---------- DATA TO USE

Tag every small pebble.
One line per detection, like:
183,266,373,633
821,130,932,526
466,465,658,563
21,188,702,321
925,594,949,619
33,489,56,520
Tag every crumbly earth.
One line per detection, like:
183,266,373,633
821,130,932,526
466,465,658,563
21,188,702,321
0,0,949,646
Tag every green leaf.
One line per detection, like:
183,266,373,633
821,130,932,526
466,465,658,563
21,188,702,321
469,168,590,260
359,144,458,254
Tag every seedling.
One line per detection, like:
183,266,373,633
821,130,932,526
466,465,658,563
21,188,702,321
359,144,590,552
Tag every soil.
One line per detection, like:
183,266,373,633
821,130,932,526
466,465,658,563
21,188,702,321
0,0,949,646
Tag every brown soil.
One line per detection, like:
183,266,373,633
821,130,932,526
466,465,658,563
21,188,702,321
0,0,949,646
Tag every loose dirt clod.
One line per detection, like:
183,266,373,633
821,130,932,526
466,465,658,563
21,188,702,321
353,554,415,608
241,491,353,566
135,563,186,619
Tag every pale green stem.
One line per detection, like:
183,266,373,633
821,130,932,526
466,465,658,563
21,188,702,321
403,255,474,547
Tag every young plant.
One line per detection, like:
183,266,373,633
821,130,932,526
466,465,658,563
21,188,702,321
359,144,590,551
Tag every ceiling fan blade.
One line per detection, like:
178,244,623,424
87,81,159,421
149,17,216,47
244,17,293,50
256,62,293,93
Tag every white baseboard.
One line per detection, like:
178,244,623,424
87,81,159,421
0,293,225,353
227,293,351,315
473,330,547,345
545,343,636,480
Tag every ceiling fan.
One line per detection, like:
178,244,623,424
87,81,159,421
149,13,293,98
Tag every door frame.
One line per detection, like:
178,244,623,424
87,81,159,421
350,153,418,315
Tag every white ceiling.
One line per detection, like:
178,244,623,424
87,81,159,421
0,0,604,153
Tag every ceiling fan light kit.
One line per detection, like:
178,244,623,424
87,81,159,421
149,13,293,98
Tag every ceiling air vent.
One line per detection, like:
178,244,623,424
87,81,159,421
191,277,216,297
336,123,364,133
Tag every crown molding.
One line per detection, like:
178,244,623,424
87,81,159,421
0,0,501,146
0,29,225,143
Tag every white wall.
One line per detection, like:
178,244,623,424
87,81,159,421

--------------------

GIVEN TASK
Copy out word for word the part of the rows above that opens with the line containing "Tag every pale green stem." and closes with the last line of the rows, including both of those lines.

SOLUTION TO THE PROBLEM
Tag every pale green stem.
One line per detection, like:
183,266,373,633
821,130,932,526
466,465,658,563
21,188,702,321
403,255,474,547
Tag every young plant.
One line per detection, like:
183,266,373,633
821,130,932,526
466,465,658,563
21,188,702,321
359,144,590,551
Tag every ceiling fan blade.
One line per detection, like:
178,244,623,424
87,81,159,421
149,17,216,47
244,17,293,50
256,62,293,93
Tag every white baseboard.
One line per detection, like:
178,244,623,424
87,81,159,421
0,293,225,353
227,293,351,315
473,330,547,345
545,343,636,480
Tag every ceiling fan.
One line per detection, like:
178,244,623,424
87,81,159,421
149,13,293,98
Tag every door frame.
One line per detection, like:
178,244,623,424
87,81,159,421
350,153,418,315
Tag every white ceiling.
One line per detection, like:
178,244,623,424
87,81,159,421
0,0,604,153
Tag every ceiling fan light kit.
One line per detection, like:
178,244,623,424
87,81,159,421
149,13,293,98
Tag every ceiling air vent.
One line per detection, like:
178,244,623,424
87,81,159,421
191,277,216,297
336,123,364,133
Tag every crown molding.
One line per detection, like:
178,244,623,424
87,81,159,421
0,0,501,146
0,29,225,143
Tag every white wall.
One line per detection, like:
178,244,623,424
87,81,159,421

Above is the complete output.